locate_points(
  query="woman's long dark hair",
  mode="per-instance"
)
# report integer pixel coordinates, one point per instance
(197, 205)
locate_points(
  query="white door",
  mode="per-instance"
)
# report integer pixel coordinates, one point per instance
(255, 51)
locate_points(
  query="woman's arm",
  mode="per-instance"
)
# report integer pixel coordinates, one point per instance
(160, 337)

## PROBLEM DETAILS
Switch each "woman's" in the data above to "person's" and write out all the lines again, with nothing else changed.

## FINAL RESULT
locate_points(
  query="person's long dark hair",
  mode="per-instance"
)
# report integer pixel coordinates, one point per instance
(197, 205)
locate_points(
  query="white door",
  mode="per-instance"
)
# report integer pixel coordinates, one point per instance
(255, 51)
locate_points(
  query="person's arm",
  mode="per-instance"
)
# report integer pixel coordinates, one point per instance
(160, 337)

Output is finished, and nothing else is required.